Exercise brief => Duplicate every line from the one containing "of the green" through the one containing "324), (457, 323)]", both included, and omit the pictures from your copy.

===== Working data =====

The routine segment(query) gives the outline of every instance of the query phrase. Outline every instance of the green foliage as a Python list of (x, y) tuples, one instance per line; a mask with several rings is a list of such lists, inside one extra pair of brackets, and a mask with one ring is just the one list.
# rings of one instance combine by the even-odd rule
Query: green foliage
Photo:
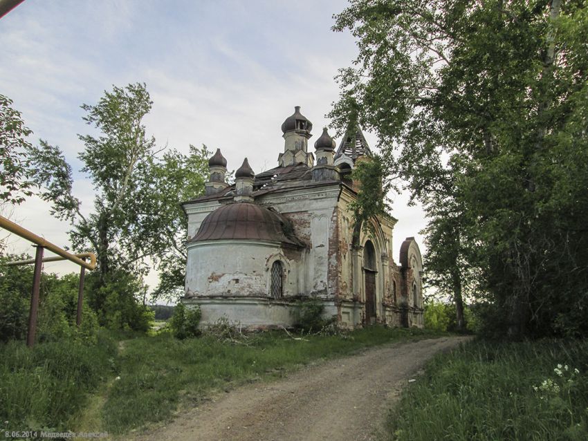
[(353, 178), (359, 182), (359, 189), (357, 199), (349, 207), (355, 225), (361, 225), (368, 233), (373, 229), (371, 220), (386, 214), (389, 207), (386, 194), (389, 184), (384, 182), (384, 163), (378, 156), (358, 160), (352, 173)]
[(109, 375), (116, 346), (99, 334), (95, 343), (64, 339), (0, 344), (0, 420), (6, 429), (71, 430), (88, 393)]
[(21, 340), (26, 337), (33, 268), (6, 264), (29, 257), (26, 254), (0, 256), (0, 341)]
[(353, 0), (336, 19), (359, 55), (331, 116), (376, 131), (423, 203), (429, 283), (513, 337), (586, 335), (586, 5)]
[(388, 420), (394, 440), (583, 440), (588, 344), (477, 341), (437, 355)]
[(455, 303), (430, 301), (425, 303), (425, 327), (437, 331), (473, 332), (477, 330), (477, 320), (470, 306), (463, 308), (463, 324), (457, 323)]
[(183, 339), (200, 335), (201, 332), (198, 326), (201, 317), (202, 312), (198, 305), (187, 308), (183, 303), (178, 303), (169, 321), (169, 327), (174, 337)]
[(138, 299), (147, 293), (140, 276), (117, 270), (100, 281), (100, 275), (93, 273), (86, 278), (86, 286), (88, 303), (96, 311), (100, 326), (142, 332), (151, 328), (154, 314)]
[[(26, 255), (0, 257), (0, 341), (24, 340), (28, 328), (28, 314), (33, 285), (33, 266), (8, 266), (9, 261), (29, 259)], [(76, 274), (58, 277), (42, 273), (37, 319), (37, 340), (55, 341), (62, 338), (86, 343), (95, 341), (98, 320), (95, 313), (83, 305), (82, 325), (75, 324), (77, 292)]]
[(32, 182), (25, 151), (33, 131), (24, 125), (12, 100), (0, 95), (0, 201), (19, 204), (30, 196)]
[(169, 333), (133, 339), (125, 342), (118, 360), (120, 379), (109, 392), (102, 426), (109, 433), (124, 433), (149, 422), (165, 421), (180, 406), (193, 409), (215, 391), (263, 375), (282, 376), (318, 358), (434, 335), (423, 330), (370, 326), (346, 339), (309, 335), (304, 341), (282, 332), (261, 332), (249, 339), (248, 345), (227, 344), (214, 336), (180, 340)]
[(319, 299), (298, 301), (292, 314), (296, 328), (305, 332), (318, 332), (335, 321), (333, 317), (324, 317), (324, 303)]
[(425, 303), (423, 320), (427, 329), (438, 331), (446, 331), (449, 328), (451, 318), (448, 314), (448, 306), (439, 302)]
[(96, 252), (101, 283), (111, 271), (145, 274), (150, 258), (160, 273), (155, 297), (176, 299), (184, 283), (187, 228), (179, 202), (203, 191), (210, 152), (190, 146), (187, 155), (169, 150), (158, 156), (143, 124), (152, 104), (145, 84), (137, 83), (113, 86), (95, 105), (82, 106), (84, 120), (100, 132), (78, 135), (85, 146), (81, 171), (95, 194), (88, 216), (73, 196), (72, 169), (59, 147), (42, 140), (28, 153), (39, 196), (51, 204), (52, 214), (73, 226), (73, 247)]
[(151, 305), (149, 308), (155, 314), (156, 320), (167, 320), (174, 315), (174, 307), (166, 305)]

=====
===== Working data =====

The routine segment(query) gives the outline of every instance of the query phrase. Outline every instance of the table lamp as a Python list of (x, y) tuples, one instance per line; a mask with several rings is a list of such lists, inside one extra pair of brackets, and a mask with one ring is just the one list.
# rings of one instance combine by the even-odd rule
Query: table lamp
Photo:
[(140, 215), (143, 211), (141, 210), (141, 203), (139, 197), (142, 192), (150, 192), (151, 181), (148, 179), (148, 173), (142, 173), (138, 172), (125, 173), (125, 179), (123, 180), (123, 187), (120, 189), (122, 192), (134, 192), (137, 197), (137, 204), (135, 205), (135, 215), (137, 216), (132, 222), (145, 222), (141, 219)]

=====
===== Working data =====

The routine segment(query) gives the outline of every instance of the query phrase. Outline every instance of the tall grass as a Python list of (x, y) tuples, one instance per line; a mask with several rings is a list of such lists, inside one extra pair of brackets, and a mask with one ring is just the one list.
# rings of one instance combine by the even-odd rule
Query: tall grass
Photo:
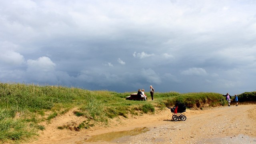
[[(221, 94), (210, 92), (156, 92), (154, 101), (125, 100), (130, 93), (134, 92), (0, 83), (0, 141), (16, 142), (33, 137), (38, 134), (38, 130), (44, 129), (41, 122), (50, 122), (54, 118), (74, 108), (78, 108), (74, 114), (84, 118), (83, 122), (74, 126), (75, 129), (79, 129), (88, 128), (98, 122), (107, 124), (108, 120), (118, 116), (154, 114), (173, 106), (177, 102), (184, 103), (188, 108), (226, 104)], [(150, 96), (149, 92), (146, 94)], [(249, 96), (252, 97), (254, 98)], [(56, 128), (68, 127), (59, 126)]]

=====

Response to this task =>
The routine segment(query) gives the outline of every instance of the query phrase. Outline every instance of the green foliage as a Python list of (x, y) tuples, one instance per line; a mask with several rings is a list of such lists, inside one extra pair of brackets, and a mask with one ring is just the one list.
# rings of one instance combine by the even-odd rule
Query: green foliage
Photo:
[(353, 178), (359, 182), (359, 189), (357, 199), (349, 207), (355, 225), (361, 225), (368, 233), (373, 229), (371, 220), (386, 214), (389, 207), (386, 194), (389, 184), (384, 182), (384, 163), (378, 156), (358, 160), (352, 173)]
[(109, 375), (116, 346), (99, 334), (95, 343), (64, 339), (0, 344), (0, 420), (6, 429), (71, 430), (88, 393)]
[(21, 340), (26, 337), (33, 268), (6, 264), (29, 257), (26, 254), (0, 256), (0, 341)]
[(353, 0), (336, 19), (359, 55), (331, 116), (376, 131), (423, 203), (429, 283), (513, 337), (586, 335), (586, 5)]
[(388, 420), (394, 440), (583, 440), (588, 344), (477, 341), (437, 355)]
[(455, 303), (430, 301), (425, 303), (425, 327), (437, 331), (473, 332), (477, 330), (477, 320), (470, 306), (463, 308), (463, 324), (457, 323)]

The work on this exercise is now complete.